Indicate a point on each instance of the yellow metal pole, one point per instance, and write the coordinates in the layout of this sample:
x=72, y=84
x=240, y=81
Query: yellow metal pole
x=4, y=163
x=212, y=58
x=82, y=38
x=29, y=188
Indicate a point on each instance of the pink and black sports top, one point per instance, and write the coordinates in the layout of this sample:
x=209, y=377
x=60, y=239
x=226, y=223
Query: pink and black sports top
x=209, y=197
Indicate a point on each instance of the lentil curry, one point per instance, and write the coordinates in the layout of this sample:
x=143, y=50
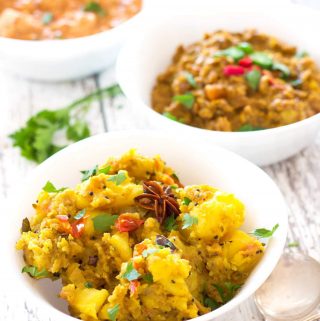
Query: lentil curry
x=61, y=19
x=131, y=243
x=238, y=82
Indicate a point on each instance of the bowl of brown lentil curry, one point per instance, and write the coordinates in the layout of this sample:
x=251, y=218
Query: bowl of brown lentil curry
x=248, y=81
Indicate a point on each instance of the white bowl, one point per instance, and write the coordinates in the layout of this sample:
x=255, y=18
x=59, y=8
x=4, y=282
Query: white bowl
x=195, y=163
x=149, y=53
x=66, y=59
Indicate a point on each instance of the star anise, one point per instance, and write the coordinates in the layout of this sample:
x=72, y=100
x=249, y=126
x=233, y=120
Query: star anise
x=158, y=199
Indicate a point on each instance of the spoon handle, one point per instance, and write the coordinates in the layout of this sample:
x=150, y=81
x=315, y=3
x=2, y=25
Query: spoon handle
x=312, y=317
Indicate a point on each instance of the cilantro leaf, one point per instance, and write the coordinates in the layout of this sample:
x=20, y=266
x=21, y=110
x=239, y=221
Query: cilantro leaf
x=147, y=252
x=170, y=223
x=50, y=188
x=34, y=272
x=264, y=233
x=103, y=223
x=148, y=278
x=186, y=201
x=36, y=139
x=112, y=312
x=94, y=7
x=118, y=178
x=131, y=273
x=188, y=221
x=80, y=214
x=187, y=100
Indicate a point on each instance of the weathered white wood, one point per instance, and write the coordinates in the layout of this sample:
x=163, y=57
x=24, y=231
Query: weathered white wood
x=298, y=177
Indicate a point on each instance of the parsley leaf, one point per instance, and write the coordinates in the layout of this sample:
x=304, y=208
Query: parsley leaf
x=112, y=312
x=264, y=233
x=188, y=221
x=34, y=272
x=80, y=214
x=50, y=188
x=186, y=201
x=103, y=223
x=187, y=100
x=118, y=178
x=131, y=273
x=88, y=285
x=94, y=7
x=170, y=223
x=148, y=278
x=36, y=139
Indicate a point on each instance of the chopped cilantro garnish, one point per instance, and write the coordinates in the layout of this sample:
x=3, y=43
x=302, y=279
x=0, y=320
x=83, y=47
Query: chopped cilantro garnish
x=186, y=201
x=95, y=7
x=50, y=188
x=187, y=100
x=253, y=79
x=170, y=223
x=34, y=272
x=112, y=312
x=188, y=221
x=148, y=278
x=131, y=273
x=80, y=214
x=264, y=233
x=47, y=18
x=118, y=178
x=103, y=223
x=88, y=285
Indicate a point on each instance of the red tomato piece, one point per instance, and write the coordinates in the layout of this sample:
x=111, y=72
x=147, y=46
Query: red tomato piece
x=127, y=223
x=233, y=70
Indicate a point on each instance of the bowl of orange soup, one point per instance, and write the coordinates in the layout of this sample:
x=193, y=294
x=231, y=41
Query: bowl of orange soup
x=61, y=40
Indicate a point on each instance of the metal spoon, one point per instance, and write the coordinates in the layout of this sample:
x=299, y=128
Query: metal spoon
x=292, y=291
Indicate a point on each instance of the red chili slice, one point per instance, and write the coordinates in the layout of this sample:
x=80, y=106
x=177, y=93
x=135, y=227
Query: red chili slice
x=134, y=286
x=245, y=62
x=233, y=70
x=127, y=223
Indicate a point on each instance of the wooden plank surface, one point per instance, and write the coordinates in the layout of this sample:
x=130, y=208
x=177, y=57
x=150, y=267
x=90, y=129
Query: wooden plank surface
x=298, y=177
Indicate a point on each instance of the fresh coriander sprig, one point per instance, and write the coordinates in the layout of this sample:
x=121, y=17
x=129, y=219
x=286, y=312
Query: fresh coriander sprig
x=36, y=138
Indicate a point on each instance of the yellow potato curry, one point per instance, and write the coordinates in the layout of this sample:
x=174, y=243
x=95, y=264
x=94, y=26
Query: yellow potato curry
x=131, y=243
x=62, y=19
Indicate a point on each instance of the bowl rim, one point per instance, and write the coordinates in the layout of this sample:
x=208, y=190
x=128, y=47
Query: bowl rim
x=276, y=250
x=127, y=85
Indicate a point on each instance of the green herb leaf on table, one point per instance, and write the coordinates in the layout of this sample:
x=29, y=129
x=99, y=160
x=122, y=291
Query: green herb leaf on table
x=261, y=59
x=36, y=139
x=34, y=272
x=170, y=224
x=234, y=52
x=80, y=214
x=148, y=278
x=47, y=18
x=281, y=67
x=187, y=100
x=131, y=273
x=103, y=223
x=94, y=7
x=190, y=79
x=118, y=178
x=186, y=201
x=147, y=252
x=264, y=233
x=50, y=188
x=188, y=221
x=113, y=312
x=245, y=47
x=249, y=128
x=253, y=79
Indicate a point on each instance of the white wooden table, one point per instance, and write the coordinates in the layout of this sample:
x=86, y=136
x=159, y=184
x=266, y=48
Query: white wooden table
x=298, y=177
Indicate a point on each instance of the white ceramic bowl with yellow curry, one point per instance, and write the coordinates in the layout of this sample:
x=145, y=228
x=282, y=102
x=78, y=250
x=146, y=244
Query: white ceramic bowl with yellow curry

**EXERCISE DIRECTIONS:** Copy the records above without any change, from the line that contains "Indicate a point on each instance of the red tomato" through the line that contains "x=36, y=138", with both of those lines included.

**FULL ANSWER:**
Indicate a point on each instance of the red tomato piece, one point per instance, and write the coordinates in the layout of this sample:
x=111, y=72
x=147, y=46
Query: red tomato piece
x=127, y=223
x=233, y=70
Indicate a point on each instance of the bowl of orange soup, one point per instance, and write the coordinates in the layout of this sample:
x=193, y=294
x=231, y=41
Query: bowl of orange soup
x=61, y=40
Indicate a point on each instance of the metal spoon, one point per instance, and write the coordinates in the layout of this sample:
x=299, y=128
Query: metal spoon
x=292, y=291
Indicate a point on each instance of the red chili slice, one point per instance, and write the coordinates in the layout of this sample:
x=80, y=106
x=177, y=93
x=135, y=227
Query: red chili slice
x=134, y=286
x=245, y=62
x=233, y=70
x=127, y=223
Indicate a point on each instance of the wooden plank surface, one point per instance, and write the coordinates in the layout of this sample:
x=130, y=208
x=177, y=57
x=150, y=267
x=90, y=129
Query: wooden plank surface
x=298, y=177
Indicate a point on each instance of the fresh coriander sprig, one point per instance, and write the coordinates in the layout of this sample:
x=121, y=17
x=129, y=219
x=286, y=312
Query: fresh coriander sprig
x=36, y=138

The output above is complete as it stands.